The answers will be somewhat complicated and intricate, so please don't post your $0.02 if you're only going to say it's because they use UDP instead of TCP (would you believe they actually do use TCP just as successfully though).
I'm hoping there's a TeamViewer developer somewhere here on StackOverflow.
Potential Answers
Will update this once people reply.
My thoughts are, first of all, that TeamViewer has very fine network control. For example, they split large packets to just under the MTU size and never waste a trip. They probably have all sorts of fancy hooks to detect screen changes along with extremely fast XOR image comparisons.
The most fundamental thing here probably is that you don't want to transmit static images but only changes to the images, which essentially is analogous to video stream.
My best guess is some very efficient (and heavily specialized and optimized) motion compensation algorithm, because most of the actual change in generic desktop usage is linear movement of elements (scrolling text, moving windows, etc. opposed to transformation of elements).
The DirectX 3D performance of 1 FPS seems to confirm my guess to some extent.
would take time to route through TeamViewer's servers (TeamViewer bypasses corporate Symmetric NATs by simply proxying traffic through their servers)
You'll find that TeamViewer rarely needs to relay traffic through their own servers. TeamViewer penetrates NAT and networks complicated by NAT using NAT traversal (I think it is UDP hole-punching, like Google's libjingle).
They do use their own servers to middle-man in order to do the handshake and connection set-up, but most of the time the relationship between client and server will be P2P (best case, when the hand-shake is successful). If NAT traversal fails, then TeamViewer will indeed relay traffic through its own servers.
I've only ever seen it do this when a client has been behind double-NAT, though.
It sounds indeed like video streaming more than image streaming, as someone suggested.
JPEG/PNG compression isn't targeted for these types of speeds, so forget them.
Imagine having a recording codec on your system that can realtime record an incoming video stream (your screen). A bit like Fraps perhaps. Then imagine a video playback codec on the other side (the remote client).
As HD recorders can do it (record live and even playback live from the same HD), so should you, in the end. The HD surely can't deliver images quicker than you can read your display, so that isn't the bottleneck. The bottleneck are the video codecs. You'll find the encoder much more of a problem than the decoder, as all decoders are mostly free.

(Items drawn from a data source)

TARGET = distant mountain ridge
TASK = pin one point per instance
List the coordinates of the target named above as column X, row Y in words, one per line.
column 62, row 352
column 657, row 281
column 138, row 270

• LIST OF TASKS:
1 > In the TeamViewer thread, under what condition does TeamViewer relay traffic through its own servers?
2 > Reproduce the TeamViewer thread verbatim from "They do use" to "(the remote client).".

• ANSWERS TO THE PROBLEMS:
1 > It relays traffic through its own servers when NAT traversal fails.

2 >
They do use their own servers to middle-man in order to do the handshake and connection set-up, but most of the time the relationship between client and server will be P2P (best case, when the hand-shake is successful). If NAT traversal fails, then TeamViewer will indeed relay traffic through its own servers.
I've only ever seen it do this when a client has been behind double-NAT, though.
It sounds indeed like video streaming more than image streaming, as someone suggested.
JPEG/PNG compression isn't targeted for these types of speeds, so forget them.
Imagine having a recording codec on your system that can realtime record an incoming video stream (your screen). A bit like Fraps perhaps. Then imagine a video playback codec on the other side (the remote client).